◆ **EXERCISE OBJECTIVE**:
Go over the data and copy out each line with "target" in it.

◆ **PROVIDED RECORDS**:
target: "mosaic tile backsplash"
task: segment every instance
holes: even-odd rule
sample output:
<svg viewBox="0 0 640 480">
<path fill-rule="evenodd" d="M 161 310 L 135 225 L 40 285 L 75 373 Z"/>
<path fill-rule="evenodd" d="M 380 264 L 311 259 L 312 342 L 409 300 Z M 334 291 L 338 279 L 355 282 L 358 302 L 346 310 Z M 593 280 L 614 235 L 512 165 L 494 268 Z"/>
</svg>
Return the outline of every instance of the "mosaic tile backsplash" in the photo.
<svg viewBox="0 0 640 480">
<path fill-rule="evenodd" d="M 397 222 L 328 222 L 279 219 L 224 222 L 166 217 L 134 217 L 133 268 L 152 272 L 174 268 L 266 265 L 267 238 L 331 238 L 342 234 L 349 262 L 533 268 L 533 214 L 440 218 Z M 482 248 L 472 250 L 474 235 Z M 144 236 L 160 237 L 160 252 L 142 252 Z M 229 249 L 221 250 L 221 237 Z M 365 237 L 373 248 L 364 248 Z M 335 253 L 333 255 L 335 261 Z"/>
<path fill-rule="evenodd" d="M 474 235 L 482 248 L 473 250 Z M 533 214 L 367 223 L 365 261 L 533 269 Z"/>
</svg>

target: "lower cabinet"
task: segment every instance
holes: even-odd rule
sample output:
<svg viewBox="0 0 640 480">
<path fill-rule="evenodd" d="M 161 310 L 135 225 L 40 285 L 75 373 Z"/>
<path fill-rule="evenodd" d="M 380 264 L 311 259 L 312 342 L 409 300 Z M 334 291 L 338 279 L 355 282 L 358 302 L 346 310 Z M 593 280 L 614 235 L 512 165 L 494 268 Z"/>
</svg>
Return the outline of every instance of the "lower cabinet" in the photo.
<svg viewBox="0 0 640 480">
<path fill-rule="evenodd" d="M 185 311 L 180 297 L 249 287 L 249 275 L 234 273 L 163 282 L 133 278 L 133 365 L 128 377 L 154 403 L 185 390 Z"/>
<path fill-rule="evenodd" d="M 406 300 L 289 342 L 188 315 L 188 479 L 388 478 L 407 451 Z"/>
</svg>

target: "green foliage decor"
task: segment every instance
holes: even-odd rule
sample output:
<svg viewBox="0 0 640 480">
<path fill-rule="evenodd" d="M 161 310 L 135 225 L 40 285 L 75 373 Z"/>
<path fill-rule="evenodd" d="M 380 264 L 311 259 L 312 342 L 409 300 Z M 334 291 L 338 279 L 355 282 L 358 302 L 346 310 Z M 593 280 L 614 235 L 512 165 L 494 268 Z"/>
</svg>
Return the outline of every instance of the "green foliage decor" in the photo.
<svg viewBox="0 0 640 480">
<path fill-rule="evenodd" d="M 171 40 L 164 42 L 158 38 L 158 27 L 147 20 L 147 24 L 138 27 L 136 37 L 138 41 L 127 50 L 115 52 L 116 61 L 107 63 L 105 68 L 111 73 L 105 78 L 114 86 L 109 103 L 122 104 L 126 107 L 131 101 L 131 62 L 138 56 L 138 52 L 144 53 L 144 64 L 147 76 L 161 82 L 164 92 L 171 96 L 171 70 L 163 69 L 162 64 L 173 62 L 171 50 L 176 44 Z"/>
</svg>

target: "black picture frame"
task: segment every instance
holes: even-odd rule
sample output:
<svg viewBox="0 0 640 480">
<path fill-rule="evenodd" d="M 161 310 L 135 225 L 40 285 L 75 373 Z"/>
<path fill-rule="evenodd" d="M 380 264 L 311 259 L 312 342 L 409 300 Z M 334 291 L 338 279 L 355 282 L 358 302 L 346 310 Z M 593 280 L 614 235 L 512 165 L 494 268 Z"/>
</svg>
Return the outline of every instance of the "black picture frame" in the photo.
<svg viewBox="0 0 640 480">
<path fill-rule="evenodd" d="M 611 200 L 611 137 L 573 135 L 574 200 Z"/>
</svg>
---
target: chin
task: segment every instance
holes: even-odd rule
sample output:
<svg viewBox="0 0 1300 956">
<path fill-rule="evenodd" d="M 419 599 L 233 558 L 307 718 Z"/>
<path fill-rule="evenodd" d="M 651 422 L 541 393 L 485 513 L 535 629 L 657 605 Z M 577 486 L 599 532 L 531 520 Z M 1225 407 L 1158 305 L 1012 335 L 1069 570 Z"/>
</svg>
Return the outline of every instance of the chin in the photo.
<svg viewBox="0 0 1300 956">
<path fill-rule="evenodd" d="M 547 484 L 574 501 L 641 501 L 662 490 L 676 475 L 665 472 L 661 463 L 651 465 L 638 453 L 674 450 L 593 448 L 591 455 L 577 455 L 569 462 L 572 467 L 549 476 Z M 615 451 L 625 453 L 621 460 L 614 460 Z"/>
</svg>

◆ **WRITTEN ANSWER**:
target: "mosaic tile backsplash"
target: "lower cabinet"
target: "green foliage decor"
target: "black picture frame"
target: chin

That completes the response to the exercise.